Stated goal:
Edit the listing lines from the line containing "sock. Keep to one point per instance." through the line containing "(1112, 563)", inclusive, by replacing "blue tank top" with "red tank top". Reproduce those lines with all other text unchanged.

Dataset excerpt

-*-*-

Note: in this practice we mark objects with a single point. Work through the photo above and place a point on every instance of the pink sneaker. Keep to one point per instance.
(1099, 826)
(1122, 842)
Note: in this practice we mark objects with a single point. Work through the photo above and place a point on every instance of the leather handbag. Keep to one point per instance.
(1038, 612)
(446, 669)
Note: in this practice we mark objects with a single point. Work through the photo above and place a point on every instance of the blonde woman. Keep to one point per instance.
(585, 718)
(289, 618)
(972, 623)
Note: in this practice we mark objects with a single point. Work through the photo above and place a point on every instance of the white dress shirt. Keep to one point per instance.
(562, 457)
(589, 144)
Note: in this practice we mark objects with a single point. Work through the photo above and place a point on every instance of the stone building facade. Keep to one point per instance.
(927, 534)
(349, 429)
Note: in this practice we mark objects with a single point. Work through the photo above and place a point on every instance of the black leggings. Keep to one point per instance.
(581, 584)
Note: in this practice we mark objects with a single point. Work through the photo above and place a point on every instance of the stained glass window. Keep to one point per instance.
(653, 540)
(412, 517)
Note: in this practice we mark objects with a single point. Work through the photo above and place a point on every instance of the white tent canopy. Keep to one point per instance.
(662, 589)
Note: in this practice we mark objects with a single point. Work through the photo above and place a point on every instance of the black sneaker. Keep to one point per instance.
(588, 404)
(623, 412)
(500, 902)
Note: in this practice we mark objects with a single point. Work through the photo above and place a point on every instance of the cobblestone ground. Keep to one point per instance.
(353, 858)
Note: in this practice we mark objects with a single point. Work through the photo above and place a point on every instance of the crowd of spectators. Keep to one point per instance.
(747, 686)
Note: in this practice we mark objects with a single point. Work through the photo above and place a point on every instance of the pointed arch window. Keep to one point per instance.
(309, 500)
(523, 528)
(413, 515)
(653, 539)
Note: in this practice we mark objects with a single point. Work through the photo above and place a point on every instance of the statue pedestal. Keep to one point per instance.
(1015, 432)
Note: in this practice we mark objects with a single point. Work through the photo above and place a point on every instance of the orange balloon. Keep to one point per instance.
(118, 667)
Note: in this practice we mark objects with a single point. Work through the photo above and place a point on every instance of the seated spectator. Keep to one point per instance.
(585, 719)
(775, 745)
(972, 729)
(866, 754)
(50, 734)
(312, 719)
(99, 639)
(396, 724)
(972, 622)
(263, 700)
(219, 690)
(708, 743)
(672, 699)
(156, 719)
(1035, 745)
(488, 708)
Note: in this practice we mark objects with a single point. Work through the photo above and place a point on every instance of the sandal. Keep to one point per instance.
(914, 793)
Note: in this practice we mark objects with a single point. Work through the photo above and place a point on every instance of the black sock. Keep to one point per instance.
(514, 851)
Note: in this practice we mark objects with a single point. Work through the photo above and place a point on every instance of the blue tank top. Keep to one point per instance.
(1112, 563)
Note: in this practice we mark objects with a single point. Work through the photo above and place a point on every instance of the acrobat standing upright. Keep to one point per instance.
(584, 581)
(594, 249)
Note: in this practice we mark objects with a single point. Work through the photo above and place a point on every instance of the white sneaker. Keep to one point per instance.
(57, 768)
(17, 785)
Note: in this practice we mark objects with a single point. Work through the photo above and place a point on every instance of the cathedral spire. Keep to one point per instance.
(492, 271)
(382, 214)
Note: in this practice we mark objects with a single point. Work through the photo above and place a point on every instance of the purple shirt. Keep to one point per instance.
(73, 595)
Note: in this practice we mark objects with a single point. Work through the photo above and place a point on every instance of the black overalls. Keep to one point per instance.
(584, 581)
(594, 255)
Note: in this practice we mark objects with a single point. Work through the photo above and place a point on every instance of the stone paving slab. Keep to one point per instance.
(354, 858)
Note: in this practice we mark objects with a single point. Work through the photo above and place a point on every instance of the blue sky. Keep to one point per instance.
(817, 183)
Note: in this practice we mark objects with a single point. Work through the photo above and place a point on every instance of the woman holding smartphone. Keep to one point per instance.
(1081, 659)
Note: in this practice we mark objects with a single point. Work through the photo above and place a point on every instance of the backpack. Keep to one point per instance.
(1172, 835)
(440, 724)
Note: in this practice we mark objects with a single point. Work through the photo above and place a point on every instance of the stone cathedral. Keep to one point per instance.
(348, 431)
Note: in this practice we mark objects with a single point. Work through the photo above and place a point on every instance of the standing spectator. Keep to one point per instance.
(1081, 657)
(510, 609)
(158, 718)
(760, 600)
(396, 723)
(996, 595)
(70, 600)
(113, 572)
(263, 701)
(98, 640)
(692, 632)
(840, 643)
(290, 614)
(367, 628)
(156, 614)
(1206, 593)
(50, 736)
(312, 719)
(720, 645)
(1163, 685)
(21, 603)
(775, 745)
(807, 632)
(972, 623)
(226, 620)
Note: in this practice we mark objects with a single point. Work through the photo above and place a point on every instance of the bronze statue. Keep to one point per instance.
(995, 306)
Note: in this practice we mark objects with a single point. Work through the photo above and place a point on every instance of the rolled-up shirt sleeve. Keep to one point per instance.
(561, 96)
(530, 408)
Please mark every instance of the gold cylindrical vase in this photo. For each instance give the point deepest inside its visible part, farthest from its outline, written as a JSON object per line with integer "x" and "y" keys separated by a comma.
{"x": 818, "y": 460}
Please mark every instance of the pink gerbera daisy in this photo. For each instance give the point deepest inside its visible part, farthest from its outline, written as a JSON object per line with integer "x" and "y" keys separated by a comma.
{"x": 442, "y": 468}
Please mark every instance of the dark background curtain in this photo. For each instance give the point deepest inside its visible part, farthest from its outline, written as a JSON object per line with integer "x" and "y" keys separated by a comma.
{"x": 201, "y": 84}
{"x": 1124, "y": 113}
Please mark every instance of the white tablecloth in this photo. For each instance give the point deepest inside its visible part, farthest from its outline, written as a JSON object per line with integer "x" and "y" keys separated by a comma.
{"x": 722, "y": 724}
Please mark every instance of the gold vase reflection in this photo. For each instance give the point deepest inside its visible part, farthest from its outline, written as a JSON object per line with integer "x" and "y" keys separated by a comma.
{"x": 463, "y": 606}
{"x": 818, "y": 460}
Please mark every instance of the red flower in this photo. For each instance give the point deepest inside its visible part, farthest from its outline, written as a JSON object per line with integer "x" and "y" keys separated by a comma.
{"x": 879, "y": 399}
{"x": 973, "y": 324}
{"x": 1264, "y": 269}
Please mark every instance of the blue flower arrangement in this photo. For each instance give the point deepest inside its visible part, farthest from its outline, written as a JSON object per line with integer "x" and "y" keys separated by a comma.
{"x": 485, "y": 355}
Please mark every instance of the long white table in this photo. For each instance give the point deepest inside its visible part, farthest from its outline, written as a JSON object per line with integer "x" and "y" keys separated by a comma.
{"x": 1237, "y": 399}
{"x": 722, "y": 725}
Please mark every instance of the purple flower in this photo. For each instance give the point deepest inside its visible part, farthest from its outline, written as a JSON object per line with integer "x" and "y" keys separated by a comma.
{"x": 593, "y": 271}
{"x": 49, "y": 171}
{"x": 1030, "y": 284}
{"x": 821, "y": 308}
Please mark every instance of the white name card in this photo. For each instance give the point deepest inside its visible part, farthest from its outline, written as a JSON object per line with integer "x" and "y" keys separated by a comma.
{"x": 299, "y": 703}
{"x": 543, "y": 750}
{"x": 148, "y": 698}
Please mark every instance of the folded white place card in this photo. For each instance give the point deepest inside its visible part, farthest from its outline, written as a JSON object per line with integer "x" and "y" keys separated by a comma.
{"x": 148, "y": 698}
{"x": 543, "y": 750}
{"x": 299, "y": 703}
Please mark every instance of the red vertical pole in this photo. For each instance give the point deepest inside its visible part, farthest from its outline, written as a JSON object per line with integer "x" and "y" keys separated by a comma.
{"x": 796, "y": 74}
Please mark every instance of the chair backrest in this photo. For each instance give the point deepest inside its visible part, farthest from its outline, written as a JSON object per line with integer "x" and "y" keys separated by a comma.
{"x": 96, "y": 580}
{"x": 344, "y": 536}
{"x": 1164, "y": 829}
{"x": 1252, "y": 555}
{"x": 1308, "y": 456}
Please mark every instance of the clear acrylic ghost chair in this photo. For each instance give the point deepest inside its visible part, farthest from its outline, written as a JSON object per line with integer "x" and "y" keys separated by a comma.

-*-*-

Final answer:
Note: in this practice we mark objects with a single point. Work through the photo above and place a point on every instance of the black sock. Keep to one point per instance.
(514, 851)
Note: in this practice we mark objects with a single point. Work through the photo above and place a point on every instance of the red tank top. Keep to one point per instance.
(1112, 563)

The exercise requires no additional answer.